======== RAW DATA ========
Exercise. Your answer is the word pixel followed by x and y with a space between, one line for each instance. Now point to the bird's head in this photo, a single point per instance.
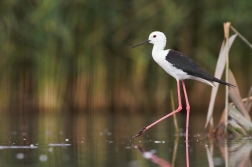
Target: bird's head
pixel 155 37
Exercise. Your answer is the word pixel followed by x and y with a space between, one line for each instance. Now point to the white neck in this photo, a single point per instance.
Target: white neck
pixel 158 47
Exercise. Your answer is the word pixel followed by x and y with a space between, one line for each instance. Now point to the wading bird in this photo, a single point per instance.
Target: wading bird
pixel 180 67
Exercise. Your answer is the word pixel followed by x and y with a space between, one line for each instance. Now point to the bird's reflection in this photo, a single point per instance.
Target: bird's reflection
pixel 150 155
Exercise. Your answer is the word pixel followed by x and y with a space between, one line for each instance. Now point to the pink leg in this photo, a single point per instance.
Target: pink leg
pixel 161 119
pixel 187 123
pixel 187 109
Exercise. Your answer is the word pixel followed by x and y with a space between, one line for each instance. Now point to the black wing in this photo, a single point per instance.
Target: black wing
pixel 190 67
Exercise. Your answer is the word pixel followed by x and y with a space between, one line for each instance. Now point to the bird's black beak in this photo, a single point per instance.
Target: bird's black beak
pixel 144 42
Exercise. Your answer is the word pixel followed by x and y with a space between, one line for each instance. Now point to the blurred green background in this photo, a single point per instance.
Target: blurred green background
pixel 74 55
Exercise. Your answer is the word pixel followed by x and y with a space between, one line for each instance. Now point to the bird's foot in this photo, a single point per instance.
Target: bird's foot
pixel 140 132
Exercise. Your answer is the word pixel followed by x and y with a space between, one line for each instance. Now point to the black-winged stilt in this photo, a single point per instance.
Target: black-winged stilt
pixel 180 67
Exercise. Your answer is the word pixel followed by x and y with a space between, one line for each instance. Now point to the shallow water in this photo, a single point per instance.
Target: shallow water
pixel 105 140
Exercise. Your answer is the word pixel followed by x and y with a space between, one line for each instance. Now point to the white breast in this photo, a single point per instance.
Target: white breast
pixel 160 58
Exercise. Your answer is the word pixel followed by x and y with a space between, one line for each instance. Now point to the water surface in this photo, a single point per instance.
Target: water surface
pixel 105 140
========
======== RAW DATA ========
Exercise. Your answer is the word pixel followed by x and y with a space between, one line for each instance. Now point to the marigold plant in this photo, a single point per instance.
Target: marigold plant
========
======== RAW DATA ========
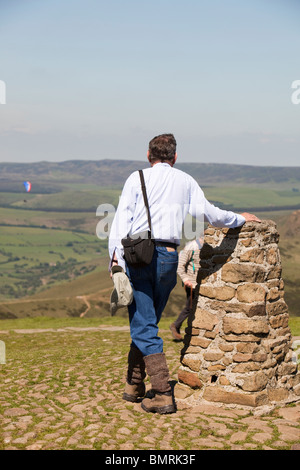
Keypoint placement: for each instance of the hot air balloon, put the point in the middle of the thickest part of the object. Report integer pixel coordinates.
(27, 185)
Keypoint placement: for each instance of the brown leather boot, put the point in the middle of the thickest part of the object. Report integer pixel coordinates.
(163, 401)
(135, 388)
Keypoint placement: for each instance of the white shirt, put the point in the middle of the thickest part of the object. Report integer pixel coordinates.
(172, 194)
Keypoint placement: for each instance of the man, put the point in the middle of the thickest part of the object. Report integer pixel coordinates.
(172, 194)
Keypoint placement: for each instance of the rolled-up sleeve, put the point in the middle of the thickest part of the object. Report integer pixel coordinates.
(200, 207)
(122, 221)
========
- WHAT THE TASK REQUIRES:
Rewrite the records between the lines holding "the bird's head" and "pixel 144 42", inclusive, changing "photo" to "image" and keeping everything else the same. Leave the pictures out of your answer.

- COMPLETE OUTPUT:
Exercise. Your answer is the word pixel followed by x and y with a space between, one line for each instance. Now point to the bird's head in this image, a single point per instance.
Target: bird's head
pixel 155 37
Exercise. Your answer is the word pixel followed by x and y with a space between, one line for each instance. Now point to the white neck in this image, a single point per instance.
Target: white neck
pixel 158 47
Exercise. Your answer is the word pixel followed by x and y with a space between, one line for each instance. Now point to the wading bird in this image, a single point per instance.
Target: wading bird
pixel 180 67
Exercise. Your answer is the word pixel followed by x and y with a space between, one line for each instance. Now point to the bird's reflection in this image, a single point per instance.
Target: bird's reflection
pixel 150 155
Exercise. Your answer is the word pixel followed by x and y with a space between, one line for each instance. Now point to the pink leg in this image, a single point per instance.
Target: pink leg
pixel 161 119
pixel 187 123
pixel 187 109
Exercise. Your answer is the word pixel followed by x and y with a space between, one line for each instance. Now point to the black wing in this image, a single point per instance.
Target: black wing
pixel 190 67
Exercise. Your answer is the word pixel followed by x and y with a space between, one line for each instance. Now point to the bird's black beak in this image, a single point per instance.
Target: bird's black beak
pixel 144 42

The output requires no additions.